Le Synge Bleu said...

baby, you're not crazy, and we had talked about you wanting to go back to therapy...i think its just because it was suggested that this makes you feel somehow fucked up. you're not. but it is a good idea to go see someone (as you well know, and i thank you heartily for the nudging that i am now attempting to return).

my most wonderful big sis in the whole world, of course you are obsessed with dead parents and want to run away - you're making a huge life comittment and you're scared that you will put in so much soul investment and he will go away - intentionally or not. there's a huge history of abandonment issues that have never been totally worked through and the mountain has just grown bigger and bigger with the deaths of your parents.

of course you are going through all this, it doesn't mean you're crazy my dear, it means you are (gasp!) human. but these issues do need to be dealt with and worked through, with someone qualified to bring awareness to where behavior stems but cool enough to click into your personal modus operendi.

j and sarachkah and i were actually talking for a while about therapy and therapists and how its an ongoing peeling away at the layers of an onion - which of course sometimes makes you cry, and some layers are tougher than others. the heart of the onion remains unscathed and undamaged by whatever external forces wear away at the outside.

§ **EXERCISES TO COMPLETE**
(1) Render this sentence from the comment in Spanish: "the heart of the onion remains unscathed and undamaged by whatever external forces wear away at the outside."
(2) Reproduce the comment's wording verbatim, from "of course you are going" to "at the outside.".
The material that comes next has no connection to the comment.

Images for object localization:
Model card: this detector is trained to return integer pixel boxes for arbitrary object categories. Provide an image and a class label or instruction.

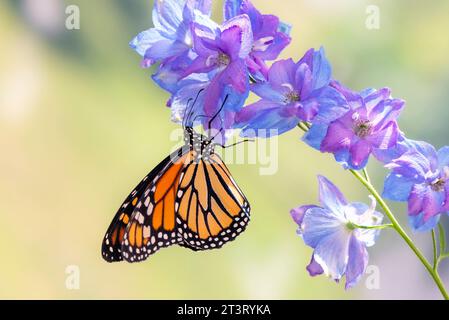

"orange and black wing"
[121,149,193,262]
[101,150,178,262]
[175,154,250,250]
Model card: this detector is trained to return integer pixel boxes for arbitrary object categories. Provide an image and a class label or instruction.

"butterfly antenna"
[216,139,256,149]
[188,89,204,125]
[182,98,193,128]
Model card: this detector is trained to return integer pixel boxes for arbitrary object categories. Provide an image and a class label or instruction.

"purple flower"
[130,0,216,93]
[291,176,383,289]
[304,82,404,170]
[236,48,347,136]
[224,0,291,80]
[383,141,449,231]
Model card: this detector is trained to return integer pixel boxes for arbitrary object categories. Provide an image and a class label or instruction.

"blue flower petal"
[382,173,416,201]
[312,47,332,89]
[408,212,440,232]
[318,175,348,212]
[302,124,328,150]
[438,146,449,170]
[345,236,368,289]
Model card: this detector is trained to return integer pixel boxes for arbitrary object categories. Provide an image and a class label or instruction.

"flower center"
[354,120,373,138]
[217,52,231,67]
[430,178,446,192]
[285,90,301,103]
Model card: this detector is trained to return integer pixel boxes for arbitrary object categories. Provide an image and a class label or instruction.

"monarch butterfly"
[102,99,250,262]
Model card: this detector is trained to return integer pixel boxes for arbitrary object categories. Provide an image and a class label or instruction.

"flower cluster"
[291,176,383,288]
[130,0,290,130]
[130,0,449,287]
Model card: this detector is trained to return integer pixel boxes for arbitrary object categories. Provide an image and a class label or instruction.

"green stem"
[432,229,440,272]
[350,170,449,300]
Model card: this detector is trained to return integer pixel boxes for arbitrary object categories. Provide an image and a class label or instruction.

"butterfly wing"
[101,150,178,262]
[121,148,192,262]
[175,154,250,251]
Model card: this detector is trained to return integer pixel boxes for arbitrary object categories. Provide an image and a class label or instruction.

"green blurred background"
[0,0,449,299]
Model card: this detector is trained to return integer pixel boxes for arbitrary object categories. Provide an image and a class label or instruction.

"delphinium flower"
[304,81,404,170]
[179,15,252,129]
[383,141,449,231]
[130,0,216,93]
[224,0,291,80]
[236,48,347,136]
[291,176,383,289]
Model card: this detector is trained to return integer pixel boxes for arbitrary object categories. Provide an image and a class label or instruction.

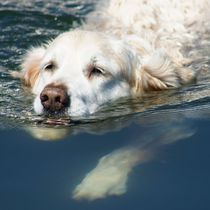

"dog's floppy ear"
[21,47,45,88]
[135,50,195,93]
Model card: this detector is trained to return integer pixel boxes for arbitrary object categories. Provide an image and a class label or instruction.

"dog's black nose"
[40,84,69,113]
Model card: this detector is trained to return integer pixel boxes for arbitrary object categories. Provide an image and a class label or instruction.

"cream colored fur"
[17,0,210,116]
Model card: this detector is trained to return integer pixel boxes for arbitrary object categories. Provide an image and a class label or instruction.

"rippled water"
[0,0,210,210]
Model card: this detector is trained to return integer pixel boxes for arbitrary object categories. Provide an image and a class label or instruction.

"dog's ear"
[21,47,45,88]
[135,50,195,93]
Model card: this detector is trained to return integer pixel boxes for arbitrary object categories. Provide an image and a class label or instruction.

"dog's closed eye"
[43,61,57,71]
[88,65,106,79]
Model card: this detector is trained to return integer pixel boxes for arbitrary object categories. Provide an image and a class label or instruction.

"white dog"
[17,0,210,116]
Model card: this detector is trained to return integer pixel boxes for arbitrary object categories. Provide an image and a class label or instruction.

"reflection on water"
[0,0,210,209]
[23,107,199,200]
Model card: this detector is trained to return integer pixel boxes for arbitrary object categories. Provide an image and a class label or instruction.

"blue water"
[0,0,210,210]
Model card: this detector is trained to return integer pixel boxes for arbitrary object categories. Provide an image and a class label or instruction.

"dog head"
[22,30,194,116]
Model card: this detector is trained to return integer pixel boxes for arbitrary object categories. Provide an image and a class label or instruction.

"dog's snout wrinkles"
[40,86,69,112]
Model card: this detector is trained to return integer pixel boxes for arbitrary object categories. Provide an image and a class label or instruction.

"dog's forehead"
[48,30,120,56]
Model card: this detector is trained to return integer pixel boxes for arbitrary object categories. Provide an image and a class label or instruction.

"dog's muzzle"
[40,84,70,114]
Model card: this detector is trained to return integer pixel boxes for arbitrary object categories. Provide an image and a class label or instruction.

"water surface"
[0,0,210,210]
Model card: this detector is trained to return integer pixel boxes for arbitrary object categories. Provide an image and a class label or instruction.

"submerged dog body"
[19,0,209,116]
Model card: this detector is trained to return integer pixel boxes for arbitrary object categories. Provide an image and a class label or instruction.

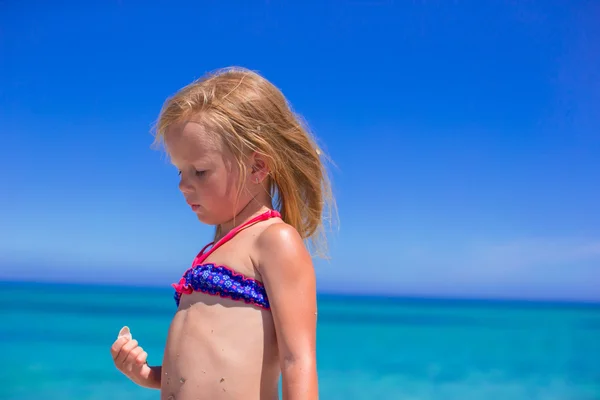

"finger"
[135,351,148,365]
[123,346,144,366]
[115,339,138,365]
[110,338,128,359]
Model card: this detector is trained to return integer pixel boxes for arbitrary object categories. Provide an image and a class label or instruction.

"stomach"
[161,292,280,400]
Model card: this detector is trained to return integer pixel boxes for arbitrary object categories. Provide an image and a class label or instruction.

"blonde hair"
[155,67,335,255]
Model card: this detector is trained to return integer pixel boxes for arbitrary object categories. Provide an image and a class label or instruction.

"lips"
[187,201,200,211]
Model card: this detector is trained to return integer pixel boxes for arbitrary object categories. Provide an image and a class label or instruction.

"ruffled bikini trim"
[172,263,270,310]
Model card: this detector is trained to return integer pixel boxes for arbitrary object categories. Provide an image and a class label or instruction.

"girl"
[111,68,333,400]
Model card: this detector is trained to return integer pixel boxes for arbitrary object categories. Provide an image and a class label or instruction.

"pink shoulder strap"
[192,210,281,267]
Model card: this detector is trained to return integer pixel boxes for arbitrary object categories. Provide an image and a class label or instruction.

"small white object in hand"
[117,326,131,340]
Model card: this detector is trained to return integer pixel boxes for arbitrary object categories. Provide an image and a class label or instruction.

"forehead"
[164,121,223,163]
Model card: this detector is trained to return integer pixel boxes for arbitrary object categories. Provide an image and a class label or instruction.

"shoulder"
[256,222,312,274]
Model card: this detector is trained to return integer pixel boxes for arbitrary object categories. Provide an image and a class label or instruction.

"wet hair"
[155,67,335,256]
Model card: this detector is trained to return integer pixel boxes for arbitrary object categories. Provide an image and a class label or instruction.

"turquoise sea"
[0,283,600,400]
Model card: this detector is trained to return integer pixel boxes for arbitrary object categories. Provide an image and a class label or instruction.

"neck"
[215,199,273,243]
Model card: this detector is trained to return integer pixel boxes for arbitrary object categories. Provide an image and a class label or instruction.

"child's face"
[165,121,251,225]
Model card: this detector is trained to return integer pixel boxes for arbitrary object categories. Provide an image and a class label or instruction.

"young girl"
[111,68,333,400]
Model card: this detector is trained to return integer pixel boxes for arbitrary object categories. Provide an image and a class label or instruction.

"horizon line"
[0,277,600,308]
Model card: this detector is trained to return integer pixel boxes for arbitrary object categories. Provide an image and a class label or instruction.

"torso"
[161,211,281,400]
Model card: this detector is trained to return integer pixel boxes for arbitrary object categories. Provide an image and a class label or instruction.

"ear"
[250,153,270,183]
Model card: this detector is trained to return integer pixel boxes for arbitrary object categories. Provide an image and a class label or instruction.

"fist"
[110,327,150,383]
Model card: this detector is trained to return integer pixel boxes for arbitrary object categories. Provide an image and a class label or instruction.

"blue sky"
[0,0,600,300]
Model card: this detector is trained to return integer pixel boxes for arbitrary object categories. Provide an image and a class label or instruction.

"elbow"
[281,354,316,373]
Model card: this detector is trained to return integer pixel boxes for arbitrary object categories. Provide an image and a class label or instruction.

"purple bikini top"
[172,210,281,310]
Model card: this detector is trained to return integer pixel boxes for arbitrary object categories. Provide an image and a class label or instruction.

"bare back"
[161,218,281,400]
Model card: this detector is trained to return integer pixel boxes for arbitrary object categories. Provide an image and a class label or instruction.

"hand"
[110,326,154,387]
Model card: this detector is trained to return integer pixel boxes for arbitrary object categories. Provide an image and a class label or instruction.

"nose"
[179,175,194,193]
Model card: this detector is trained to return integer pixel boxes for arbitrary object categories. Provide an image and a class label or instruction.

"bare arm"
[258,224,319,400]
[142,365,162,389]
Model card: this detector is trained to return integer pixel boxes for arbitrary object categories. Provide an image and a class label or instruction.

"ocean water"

§ **RESULTS IN ORDER**
(1) El corazón de la cebolla permanece intacto e ileso ante cualesquiera fuerzas externas que desgasten el exterior.

(2)
of course you are going through all this, it doesn't mean you're crazy my dear, it means you are (gasp!) human. but these issues do need to be dealt with and worked through, with someone qualified to bring awareness to where behavior stems but cool enough to click into your personal modus operendi.

j and sarachkah and i were actually talking for a while about therapy and therapists and how its an ongoing peeling away at the layers of an onion - which of course sometimes makes you cry, and some layers are tougher than others. the heart of the onion remains unscathed and undamaged by whatever external forces wear away at the outside.